→ What is expected
Reproduce the lines starting at "For the evaluation set, locate the black" and ending at "x=657 y=361", with "black shoulder strap" renamed to "dark shoulder strap" and everything else left unchanged.

→ Location labeling records

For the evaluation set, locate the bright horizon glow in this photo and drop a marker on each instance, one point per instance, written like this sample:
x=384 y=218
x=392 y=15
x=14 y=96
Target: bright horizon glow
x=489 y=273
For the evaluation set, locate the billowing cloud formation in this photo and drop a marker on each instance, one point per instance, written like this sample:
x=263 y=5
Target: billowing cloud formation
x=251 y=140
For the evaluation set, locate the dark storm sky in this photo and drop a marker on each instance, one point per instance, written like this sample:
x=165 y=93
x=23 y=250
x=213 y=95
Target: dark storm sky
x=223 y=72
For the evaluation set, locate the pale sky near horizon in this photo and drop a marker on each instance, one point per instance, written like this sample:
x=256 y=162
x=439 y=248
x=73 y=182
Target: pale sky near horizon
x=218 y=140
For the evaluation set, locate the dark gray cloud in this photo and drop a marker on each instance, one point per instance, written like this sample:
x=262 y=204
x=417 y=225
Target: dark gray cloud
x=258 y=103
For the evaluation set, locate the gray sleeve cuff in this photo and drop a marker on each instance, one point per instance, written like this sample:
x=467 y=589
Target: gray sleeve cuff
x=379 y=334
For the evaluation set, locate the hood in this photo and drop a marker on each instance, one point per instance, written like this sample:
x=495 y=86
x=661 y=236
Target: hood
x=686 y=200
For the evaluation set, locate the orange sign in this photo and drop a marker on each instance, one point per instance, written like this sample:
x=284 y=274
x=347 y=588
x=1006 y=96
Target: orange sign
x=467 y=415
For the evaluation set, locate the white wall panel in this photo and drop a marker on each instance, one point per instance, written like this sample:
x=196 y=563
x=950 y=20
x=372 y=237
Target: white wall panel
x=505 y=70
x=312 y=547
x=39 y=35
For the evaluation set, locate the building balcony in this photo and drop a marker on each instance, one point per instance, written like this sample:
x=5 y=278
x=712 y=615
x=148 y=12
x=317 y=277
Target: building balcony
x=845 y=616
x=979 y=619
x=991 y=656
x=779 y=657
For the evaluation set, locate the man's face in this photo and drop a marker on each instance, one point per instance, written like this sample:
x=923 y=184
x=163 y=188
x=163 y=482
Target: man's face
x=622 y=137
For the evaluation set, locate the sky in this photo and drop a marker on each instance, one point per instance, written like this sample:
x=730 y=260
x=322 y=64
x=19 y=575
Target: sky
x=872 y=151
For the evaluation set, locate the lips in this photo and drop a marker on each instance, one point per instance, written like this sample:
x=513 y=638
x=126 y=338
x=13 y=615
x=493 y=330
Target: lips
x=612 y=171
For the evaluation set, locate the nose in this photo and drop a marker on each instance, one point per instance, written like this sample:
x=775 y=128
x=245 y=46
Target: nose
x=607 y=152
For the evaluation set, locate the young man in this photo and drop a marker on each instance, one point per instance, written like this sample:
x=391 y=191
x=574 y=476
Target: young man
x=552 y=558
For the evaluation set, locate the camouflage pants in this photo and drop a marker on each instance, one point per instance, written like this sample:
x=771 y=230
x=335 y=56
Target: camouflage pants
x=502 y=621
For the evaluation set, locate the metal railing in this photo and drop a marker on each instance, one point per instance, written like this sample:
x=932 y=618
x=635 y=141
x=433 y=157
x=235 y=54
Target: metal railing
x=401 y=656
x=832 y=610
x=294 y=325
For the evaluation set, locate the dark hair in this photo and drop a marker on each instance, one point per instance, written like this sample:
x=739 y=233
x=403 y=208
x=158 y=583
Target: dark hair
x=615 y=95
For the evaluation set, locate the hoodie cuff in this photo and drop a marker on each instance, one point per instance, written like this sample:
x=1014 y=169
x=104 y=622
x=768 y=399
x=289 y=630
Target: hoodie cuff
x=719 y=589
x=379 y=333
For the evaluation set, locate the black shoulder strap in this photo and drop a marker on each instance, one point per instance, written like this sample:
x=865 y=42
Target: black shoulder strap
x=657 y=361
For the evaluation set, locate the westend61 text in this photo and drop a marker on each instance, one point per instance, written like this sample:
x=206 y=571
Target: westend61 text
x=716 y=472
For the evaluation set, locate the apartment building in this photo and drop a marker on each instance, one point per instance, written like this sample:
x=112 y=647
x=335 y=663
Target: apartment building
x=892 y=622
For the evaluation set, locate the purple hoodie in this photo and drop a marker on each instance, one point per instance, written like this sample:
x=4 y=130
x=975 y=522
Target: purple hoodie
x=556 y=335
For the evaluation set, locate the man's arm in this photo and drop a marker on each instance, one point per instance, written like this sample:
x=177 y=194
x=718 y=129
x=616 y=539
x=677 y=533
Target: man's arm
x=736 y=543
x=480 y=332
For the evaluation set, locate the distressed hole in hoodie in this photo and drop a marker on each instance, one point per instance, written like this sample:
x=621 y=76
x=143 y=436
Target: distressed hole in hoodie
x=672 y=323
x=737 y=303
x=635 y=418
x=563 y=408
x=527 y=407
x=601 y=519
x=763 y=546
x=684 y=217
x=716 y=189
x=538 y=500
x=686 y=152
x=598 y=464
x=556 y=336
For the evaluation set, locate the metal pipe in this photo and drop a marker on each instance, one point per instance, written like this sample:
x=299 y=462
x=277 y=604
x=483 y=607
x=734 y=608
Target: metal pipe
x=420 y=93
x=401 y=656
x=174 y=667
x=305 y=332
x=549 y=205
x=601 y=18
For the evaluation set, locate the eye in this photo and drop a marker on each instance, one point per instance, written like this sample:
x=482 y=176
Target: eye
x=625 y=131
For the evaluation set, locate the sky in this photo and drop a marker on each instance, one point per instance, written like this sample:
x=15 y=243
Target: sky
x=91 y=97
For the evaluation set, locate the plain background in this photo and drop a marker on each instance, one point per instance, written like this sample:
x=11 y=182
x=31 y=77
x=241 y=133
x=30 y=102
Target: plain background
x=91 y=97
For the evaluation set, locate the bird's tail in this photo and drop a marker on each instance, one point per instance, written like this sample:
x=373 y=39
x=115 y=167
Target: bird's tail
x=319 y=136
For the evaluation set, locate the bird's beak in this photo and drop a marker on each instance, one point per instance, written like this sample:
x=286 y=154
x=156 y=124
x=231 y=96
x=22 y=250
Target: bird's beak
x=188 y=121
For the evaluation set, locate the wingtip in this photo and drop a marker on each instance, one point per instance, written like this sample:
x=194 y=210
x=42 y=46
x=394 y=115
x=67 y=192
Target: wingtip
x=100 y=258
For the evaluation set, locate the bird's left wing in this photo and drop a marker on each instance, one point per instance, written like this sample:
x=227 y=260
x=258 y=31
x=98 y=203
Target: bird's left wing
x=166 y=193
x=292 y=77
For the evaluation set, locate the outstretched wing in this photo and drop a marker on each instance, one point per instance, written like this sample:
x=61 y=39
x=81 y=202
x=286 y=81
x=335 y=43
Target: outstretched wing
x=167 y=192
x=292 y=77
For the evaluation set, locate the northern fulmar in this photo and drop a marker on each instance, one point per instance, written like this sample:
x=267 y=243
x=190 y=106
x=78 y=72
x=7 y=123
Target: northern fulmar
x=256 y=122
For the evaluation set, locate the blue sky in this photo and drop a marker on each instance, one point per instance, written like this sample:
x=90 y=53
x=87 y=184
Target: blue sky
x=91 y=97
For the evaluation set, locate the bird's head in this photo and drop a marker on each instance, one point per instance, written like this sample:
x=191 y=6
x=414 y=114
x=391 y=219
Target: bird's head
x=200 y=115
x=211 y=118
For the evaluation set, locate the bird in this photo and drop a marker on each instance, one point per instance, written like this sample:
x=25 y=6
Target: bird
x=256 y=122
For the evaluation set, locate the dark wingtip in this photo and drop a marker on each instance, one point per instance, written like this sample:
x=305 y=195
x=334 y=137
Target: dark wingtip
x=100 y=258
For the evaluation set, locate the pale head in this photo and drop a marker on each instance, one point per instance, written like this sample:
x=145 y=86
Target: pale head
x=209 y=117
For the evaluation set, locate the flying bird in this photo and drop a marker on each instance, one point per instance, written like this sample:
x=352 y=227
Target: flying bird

→ Final result
For the evaluation set, locate the dark shoulder strap in this photo and drop a marker on each instance, one point per instance, written like this sample:
x=865 y=42
Target: dark shoulder strap
x=657 y=361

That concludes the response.